__Set problem__. Locate "TARGET = out-of-focus yellow flower" in the listing below, then output the line holding it and every line after it, exactly and with nothing else.

□ □ □

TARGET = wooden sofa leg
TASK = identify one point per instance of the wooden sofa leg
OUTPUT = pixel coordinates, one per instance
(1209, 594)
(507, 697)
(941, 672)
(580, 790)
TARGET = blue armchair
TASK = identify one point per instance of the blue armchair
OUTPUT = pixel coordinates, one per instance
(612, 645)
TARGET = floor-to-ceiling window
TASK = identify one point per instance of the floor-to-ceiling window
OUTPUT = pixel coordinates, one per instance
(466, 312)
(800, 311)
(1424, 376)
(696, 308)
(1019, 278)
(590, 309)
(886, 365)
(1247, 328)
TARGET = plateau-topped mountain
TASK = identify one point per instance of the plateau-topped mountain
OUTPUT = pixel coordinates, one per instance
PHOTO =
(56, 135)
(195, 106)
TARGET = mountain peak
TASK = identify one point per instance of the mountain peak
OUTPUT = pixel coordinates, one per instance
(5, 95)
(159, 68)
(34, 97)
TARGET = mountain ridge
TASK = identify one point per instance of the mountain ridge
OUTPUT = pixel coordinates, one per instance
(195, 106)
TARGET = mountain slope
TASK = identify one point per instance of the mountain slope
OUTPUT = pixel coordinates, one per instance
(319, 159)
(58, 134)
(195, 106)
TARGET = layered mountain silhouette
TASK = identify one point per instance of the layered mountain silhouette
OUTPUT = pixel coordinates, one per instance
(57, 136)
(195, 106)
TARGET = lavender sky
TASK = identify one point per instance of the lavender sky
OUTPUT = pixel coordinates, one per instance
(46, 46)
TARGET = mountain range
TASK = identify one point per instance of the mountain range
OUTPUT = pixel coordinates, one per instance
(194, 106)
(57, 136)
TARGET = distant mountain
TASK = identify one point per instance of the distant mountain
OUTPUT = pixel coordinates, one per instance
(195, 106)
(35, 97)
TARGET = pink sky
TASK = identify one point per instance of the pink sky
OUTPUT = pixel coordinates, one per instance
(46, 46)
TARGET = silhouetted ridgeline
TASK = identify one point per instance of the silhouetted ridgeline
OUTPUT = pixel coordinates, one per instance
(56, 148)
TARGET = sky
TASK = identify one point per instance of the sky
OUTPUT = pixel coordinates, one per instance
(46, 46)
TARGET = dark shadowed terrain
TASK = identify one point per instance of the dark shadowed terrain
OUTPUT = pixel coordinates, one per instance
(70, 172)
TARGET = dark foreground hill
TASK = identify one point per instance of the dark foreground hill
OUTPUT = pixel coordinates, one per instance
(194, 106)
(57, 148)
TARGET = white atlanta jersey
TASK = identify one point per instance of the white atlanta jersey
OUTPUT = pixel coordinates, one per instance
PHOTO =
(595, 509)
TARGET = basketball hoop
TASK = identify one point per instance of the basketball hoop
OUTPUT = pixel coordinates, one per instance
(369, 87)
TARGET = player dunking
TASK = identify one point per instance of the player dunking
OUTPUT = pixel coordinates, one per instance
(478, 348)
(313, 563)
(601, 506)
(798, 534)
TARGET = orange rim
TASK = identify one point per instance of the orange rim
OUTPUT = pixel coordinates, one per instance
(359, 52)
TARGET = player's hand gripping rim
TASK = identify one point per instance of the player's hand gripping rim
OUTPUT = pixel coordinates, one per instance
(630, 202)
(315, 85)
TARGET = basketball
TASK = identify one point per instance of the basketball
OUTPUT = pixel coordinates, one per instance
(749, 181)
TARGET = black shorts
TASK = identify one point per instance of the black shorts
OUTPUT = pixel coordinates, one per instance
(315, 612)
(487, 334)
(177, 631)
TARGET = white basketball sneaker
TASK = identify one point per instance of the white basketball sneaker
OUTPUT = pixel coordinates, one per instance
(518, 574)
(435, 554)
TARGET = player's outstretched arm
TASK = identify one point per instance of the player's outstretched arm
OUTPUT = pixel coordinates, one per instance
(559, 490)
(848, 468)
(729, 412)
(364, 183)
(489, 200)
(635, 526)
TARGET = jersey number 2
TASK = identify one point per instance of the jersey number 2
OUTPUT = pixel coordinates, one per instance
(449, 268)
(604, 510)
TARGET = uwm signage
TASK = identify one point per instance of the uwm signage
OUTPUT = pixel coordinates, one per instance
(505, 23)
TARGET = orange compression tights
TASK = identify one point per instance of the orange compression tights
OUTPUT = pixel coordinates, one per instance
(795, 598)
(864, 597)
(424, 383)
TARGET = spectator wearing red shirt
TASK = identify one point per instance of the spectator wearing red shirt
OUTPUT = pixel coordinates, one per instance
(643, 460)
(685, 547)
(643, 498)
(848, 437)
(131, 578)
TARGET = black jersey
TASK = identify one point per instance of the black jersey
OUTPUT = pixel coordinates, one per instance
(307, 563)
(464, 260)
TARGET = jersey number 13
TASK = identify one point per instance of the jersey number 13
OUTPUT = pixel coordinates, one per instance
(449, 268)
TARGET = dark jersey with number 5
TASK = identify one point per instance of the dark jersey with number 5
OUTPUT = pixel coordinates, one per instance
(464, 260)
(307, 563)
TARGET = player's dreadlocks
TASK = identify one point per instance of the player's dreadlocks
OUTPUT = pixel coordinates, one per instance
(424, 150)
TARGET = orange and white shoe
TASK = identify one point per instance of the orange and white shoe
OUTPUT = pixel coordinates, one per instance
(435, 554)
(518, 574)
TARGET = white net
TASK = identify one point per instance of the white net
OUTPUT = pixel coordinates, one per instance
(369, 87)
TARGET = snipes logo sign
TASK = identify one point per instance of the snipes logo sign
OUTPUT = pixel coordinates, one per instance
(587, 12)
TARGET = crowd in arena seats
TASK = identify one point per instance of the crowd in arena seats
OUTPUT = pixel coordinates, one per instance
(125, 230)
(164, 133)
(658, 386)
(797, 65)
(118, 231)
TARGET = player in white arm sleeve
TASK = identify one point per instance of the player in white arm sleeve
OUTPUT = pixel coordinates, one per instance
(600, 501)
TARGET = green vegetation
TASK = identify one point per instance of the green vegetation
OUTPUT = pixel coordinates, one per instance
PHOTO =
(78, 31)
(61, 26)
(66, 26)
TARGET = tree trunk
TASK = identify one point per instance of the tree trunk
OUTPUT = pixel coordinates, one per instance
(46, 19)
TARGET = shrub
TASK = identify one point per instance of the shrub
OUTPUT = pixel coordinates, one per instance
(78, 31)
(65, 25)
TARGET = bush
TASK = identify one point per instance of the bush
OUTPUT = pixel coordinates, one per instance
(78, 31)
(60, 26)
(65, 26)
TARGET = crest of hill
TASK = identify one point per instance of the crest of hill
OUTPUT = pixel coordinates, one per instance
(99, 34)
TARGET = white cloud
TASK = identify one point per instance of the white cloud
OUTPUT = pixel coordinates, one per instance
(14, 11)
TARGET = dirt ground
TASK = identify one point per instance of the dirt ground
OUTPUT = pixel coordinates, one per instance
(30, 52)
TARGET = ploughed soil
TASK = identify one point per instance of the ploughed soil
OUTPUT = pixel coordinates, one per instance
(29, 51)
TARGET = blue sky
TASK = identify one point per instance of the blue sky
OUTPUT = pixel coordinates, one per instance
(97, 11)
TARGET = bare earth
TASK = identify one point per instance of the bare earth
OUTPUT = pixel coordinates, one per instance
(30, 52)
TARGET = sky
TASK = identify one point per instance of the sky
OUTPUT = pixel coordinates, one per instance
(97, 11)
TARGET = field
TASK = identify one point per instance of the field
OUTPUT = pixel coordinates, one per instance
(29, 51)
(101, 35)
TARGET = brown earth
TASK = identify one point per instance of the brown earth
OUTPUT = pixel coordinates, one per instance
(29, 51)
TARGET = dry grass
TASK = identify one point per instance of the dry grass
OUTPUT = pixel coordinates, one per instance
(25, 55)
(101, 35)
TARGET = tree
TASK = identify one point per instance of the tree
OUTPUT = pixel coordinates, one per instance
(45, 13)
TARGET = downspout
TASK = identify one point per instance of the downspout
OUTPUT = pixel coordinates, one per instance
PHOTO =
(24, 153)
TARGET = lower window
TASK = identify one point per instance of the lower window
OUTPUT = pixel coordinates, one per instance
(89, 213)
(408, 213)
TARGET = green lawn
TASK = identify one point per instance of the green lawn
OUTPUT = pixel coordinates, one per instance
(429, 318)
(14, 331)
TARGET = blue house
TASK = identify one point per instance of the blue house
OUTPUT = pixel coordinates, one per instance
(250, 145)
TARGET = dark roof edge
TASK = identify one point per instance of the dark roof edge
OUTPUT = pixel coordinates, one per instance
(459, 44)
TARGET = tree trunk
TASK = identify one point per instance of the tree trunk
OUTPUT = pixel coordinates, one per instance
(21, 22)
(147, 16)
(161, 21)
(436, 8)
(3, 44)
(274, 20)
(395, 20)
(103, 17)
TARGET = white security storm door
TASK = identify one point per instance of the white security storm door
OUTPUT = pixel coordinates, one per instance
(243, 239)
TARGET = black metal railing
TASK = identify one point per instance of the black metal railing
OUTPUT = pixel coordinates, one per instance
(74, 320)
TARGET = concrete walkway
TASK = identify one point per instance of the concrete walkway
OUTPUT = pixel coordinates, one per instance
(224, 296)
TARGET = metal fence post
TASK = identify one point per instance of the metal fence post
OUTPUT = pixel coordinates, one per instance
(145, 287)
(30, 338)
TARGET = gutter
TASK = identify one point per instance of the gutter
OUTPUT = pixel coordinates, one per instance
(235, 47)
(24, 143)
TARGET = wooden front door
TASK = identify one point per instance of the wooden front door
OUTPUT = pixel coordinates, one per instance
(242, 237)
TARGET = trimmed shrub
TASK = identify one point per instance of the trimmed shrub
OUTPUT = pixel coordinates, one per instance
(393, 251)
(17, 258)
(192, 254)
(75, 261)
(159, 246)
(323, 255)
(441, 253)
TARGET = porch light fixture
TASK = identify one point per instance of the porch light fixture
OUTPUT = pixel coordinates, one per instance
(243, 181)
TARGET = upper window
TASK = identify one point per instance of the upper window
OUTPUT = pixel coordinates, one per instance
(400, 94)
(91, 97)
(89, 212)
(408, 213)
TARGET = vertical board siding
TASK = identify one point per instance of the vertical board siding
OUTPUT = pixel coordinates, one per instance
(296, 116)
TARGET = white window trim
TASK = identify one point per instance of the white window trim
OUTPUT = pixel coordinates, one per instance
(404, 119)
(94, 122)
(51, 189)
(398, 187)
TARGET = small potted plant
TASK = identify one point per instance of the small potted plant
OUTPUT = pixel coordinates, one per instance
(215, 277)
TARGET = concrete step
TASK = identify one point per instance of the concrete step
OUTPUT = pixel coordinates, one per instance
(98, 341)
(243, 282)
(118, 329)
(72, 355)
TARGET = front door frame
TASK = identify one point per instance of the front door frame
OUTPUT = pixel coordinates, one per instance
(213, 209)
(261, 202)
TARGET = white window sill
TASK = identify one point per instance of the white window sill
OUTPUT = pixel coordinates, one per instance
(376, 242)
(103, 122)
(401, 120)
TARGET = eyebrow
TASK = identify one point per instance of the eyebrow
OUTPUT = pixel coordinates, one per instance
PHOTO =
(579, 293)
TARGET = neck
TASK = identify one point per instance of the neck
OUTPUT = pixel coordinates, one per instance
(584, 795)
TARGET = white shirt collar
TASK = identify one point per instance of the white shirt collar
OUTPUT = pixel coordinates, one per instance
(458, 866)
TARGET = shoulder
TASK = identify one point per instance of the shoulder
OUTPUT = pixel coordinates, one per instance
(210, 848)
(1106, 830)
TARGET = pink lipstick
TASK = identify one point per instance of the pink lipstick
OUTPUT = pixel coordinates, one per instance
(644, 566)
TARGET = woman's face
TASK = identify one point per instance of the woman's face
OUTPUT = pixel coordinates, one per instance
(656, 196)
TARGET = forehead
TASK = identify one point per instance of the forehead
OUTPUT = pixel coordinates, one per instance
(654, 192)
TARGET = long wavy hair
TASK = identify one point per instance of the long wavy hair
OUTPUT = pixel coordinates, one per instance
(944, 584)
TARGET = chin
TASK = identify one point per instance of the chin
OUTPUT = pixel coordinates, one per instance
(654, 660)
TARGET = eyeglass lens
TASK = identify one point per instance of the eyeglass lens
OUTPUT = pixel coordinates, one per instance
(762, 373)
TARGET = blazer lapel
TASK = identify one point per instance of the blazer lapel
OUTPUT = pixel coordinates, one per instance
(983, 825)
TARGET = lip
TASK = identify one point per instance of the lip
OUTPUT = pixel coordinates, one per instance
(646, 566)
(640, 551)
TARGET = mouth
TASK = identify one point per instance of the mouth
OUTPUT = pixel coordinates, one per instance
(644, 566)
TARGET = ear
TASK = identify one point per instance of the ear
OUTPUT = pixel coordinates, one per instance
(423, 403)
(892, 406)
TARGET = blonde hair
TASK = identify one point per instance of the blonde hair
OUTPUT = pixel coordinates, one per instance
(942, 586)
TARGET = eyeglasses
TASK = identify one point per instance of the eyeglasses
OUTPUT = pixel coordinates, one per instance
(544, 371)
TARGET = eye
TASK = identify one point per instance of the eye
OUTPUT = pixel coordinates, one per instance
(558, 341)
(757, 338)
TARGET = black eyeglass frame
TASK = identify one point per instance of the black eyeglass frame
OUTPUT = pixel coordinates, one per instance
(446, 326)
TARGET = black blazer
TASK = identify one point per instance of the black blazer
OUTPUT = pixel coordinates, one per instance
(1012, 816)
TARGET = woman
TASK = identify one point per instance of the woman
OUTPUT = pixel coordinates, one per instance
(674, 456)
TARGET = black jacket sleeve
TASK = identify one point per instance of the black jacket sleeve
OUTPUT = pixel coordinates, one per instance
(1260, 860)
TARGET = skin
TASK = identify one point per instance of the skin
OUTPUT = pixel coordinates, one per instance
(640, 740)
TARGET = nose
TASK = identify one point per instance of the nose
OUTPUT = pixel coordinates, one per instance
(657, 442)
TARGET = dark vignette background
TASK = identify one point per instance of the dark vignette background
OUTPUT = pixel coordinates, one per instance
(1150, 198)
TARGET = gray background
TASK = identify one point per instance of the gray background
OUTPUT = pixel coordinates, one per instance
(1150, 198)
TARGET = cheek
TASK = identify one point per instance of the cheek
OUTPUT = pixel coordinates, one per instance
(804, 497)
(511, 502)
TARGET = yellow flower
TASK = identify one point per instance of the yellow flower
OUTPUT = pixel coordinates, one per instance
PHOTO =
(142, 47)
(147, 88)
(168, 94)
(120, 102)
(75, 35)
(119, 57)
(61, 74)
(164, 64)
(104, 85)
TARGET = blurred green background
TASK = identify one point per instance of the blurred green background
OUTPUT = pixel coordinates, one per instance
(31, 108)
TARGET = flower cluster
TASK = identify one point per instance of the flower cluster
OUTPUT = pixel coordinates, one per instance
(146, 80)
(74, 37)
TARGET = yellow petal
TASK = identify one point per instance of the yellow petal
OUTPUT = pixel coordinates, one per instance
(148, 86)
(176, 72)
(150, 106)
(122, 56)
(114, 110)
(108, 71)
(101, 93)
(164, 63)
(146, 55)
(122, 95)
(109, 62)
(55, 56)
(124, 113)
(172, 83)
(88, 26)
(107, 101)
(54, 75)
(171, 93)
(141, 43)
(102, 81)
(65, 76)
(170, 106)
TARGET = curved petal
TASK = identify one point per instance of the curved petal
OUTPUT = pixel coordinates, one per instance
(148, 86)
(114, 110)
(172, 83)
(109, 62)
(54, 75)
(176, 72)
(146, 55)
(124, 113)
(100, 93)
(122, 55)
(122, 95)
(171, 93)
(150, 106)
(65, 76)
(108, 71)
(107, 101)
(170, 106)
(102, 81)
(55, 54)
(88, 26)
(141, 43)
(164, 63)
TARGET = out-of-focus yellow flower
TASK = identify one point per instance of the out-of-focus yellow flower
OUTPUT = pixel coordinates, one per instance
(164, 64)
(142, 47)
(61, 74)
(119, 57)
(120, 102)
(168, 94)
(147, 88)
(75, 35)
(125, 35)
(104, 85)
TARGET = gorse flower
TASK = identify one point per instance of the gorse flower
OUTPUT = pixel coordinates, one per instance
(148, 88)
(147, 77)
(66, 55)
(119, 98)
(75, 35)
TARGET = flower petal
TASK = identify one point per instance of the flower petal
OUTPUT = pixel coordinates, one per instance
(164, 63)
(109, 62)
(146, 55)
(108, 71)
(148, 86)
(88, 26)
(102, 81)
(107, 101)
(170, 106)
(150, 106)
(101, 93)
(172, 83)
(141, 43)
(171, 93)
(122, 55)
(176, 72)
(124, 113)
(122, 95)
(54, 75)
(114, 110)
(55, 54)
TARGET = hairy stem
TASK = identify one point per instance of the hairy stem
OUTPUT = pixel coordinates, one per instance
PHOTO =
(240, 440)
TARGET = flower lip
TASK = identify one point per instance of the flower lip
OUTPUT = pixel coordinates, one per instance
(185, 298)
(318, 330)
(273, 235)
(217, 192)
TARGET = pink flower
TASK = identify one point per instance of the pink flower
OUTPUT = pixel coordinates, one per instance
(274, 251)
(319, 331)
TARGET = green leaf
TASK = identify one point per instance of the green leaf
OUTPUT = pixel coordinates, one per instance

□ □ □

__Answer below__.
TARGET = out-of-focus yellow flower
TASK = identify one point per instance of the out-of-focus yellow flower
OUTPUT = pixel coordinates, one per instance
(164, 64)
(142, 47)
(61, 74)
(119, 57)
(120, 102)
(168, 94)
(147, 88)
(75, 35)
(125, 35)
(104, 85)
TARGET = gorse flower
TASK = identify one point per instance of the gorse flower
OUTPUT = pixel coordinates, one per instance
(148, 88)
(147, 77)
(66, 55)
(119, 98)
(75, 35)
TARGET = flower petal
TASK = identify one point per instance of the flower petal
OUTPUT = pixel coordinates, one per instance
(164, 63)
(109, 62)
(146, 55)
(108, 71)
(148, 86)
(88, 26)
(102, 81)
(107, 101)
(170, 106)
(150, 106)
(101, 93)
(172, 83)
(141, 43)
(171, 93)
(122, 55)
(176, 72)
(124, 113)
(122, 95)
(54, 75)
(114, 110)
(55, 54)
TARGET = hairy stem
TASK = identify one point per instance of the hairy stem
OUTPUT = pixel coordinates, one per instance
PHOTO =
(240, 440)
TARGET = flower lip
TASK = identify one point per instance of the flower lip
OUTPUT = pixel coordinates, one per instance
(185, 298)
(318, 330)
(273, 235)
(217, 192)
TARGET = pink flower
TASK = identify one point per instance of the pink flower
OUTPUT = pixel coordinates, one per instance
(274, 251)
(319, 331)
TARGET = green leaf
TASK = identify one point per instance of the green leaf
OUTPUT = pixel coordinates, one per instance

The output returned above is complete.